» Prompt a: Please rewrite the listing from the line containing "GET /v1/detect?q=manicured fingernail" down to the line containing "[700,249,725,400]", both included, with "sweater" replaced by "jumper" and nothing else altered.

» Source:
# Garden started



## riderdan (Jan 2, 2014)

I'm pretty excited to have started on the "garden" part of our garden railroad. Once I get this all sorted, I'll be able to lay track 

First step: outline the terrace (at 20 x 70 feet, it's not really a "raised bed" in any real sense) These are landscape timbers I got at Menards. Eventually the "wall" will be three timbers high.










Doesn't look like much 

Then I had a couple tons of topsoil dumped in my driveway. Hopefully having the railroad raised will both separate it from the yard (in the kids minds) where it's OK to dig and stomp and run, and add interest to our flat-as-a-pancake Kansas yard










By the afternoon, I'd put down landscape fabric (which my wife pinned down so that today's 30mph winds don't carry it off) and moved about 30 wheelbarrow loads of dirt. This morning my body is reminding me that I'm not 20 any more  Hopefully after church this morning I'll be up for moving the rest of the dirt around back and staking out all the landscape timbers.










I'm thinking that I should be able to get this all up by next weekend, as long as my back holds out. If I move a few loads of dirt each afternoon, and get another dumptruck full mid-week, maybe next Saturday I'll be ready to lay track. Even if I don't get to that step next week, it's exciting to finally be "on my way"


----------



## dieseldude (Apr 21, 2009)

Great start! Just a thought- The dirt is going to settle and that might effect your track and ballast over the next season or two. I've found that using a tamper and some water to compact the dirt around the roadbed can save a lot of re-ballasting time in the long run. Looking forward to seeing your progress. Good luck!


-Kevin.


----------



## BigRedOne (Dec 13, 2012)

Neat! Always exciting to get underway with a project.


----------



## pete (Jan 2, 2008)

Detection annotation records
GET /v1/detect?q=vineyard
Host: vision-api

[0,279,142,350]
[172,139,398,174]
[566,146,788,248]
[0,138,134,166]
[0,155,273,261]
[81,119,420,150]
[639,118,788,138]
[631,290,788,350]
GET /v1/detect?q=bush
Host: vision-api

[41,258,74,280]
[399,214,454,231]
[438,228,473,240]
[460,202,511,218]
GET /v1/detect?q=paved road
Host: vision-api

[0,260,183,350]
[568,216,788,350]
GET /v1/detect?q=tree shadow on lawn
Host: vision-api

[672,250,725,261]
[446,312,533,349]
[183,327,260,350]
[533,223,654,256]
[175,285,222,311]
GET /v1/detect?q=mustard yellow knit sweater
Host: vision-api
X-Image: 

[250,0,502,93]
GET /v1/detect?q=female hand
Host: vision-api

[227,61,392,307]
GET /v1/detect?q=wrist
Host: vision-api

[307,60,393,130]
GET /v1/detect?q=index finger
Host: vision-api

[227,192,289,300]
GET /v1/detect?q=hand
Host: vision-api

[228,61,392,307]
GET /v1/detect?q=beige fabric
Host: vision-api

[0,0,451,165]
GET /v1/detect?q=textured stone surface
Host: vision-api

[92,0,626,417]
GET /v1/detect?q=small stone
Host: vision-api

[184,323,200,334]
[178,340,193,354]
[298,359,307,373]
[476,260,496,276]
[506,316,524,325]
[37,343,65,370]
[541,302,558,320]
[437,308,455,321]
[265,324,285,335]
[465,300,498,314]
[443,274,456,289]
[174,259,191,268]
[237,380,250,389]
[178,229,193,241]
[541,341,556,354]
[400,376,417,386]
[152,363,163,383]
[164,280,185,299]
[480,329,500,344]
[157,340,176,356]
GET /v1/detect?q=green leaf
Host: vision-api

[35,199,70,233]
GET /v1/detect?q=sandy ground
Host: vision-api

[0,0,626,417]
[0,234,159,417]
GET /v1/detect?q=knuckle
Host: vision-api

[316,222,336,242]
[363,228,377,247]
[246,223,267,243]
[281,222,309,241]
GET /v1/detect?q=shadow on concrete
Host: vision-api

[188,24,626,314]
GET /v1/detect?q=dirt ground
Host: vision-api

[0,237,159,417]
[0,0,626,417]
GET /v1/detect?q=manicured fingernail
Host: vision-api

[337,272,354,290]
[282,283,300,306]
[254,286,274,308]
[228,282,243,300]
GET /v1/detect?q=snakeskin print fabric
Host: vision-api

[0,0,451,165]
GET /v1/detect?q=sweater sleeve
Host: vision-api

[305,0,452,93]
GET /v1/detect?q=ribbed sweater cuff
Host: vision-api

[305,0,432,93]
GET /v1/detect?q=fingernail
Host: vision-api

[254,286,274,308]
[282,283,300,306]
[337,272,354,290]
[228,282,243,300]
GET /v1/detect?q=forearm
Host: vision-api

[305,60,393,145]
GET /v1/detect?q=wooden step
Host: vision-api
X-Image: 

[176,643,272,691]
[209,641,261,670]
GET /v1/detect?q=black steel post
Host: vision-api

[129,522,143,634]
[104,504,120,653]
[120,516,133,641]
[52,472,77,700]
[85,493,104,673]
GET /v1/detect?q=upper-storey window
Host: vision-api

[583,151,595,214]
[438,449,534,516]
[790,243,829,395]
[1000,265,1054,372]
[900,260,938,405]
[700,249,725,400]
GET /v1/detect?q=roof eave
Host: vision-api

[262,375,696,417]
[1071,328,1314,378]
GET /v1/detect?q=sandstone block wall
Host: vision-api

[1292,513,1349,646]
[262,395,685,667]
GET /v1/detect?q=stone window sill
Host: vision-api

» Prompt b: Reproduce word for word everything in the garden railroad thread from "Great start! Just" down to "with a project.".

» Task solution a:
GET /v1/detect?q=manicured fingernail
Host: vision-api

[337,272,354,290]
[282,283,300,306]
[254,286,274,308]
[228,282,243,300]
GET /v1/detect?q=snakeskin print fabric
Host: vision-api

[0,0,451,165]
GET /v1/detect?q=jumper sleeve
Host: vision-api

[305,0,452,93]
GET /v1/detect?q=ribbed jumper cuff
Host: vision-api

[305,0,432,93]
GET /v1/detect?q=fingernail
Host: vision-api

[254,286,274,308]
[282,283,300,306]
[337,272,354,290]
[228,282,243,300]
GET /v1/detect?q=forearm
Host: vision-api

[305,60,393,145]
GET /v1/detect?q=wooden step
Host: vision-api
X-Image: 

[176,643,272,691]
[209,641,261,670]
GET /v1/detect?q=black steel post
Host: vision-api

[129,522,143,634]
[104,504,120,653]
[120,516,133,641]
[52,472,77,700]
[85,493,104,673]
GET /v1/detect?q=upper-storey window
Host: vision-api

[583,151,595,214]
[438,449,534,516]
[790,243,829,395]
[1000,265,1054,372]
[900,260,938,405]
[700,249,725,400]

» Task solution b:
Great start! Just a thought- The dirt is going to settle and that might effect your track and ballast over the next season or two. I've found that using a tamper and some water to compact the dirt around the roadbed can save a lot of re-ballasting time in the long run. Looking forward to seeing your progress. Good luck!


-Kevin.


----------



## BigRedOne (Dec 13, 2012)

Neat! Always exciting to get underway with a project.